What needs to be done: Pick out every line of the material that contains the word "portrait", treating uppercase and lowercase as different.

Records supplied:
*****
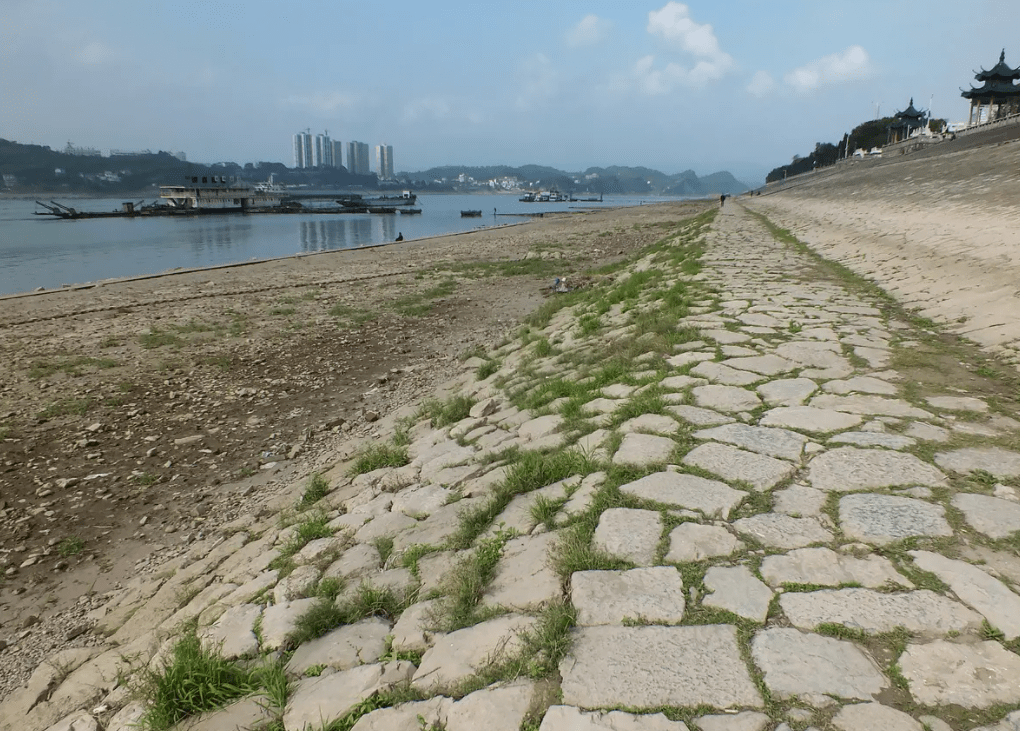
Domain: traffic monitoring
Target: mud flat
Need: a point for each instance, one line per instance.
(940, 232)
*****
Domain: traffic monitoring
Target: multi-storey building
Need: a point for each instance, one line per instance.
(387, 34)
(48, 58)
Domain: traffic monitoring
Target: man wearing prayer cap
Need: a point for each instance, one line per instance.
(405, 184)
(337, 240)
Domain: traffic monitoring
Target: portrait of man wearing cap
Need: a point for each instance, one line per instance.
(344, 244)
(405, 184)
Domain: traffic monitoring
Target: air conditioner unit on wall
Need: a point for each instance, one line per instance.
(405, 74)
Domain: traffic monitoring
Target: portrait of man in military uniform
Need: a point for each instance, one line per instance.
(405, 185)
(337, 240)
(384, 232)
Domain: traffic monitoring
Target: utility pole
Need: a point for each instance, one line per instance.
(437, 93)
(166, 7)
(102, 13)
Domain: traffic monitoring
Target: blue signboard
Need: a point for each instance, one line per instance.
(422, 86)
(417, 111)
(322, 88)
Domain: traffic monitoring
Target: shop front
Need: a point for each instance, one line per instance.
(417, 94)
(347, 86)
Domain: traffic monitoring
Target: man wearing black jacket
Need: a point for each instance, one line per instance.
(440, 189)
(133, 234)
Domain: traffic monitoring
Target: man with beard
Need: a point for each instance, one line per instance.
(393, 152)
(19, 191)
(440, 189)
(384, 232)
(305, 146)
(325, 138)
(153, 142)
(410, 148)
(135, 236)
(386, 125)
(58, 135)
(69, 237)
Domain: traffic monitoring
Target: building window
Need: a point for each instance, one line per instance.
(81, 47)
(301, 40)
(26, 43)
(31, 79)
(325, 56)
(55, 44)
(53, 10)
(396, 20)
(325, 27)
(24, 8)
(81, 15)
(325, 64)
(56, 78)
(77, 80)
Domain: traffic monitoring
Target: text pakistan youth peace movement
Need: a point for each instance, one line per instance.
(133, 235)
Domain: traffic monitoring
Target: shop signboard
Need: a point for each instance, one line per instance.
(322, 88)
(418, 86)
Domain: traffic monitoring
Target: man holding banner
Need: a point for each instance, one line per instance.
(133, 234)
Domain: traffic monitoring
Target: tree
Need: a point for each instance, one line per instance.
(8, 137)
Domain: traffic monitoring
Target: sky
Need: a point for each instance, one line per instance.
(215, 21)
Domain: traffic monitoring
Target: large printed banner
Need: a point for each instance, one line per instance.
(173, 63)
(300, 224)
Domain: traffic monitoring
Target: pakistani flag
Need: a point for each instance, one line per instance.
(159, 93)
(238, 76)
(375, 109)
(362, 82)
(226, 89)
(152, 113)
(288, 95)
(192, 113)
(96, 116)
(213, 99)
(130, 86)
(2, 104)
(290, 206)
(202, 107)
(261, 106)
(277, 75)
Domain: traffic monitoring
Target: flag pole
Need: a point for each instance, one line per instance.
*****
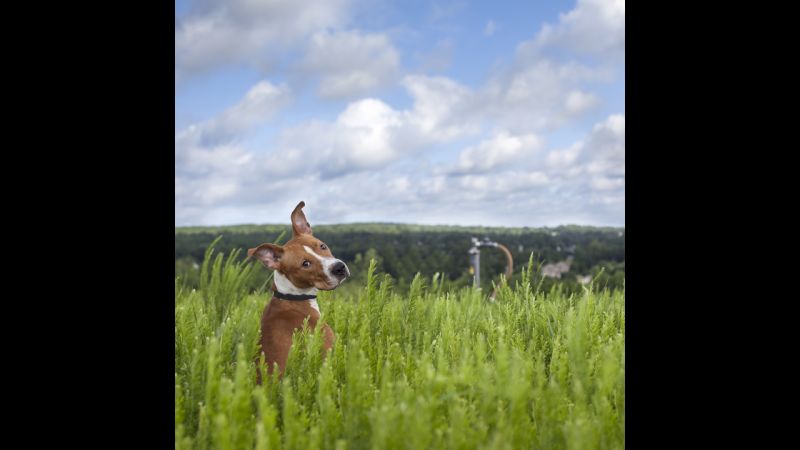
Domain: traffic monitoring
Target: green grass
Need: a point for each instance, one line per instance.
*****
Answer:
Target: portrait of man wearing cap
Target: portrait of man in military uniform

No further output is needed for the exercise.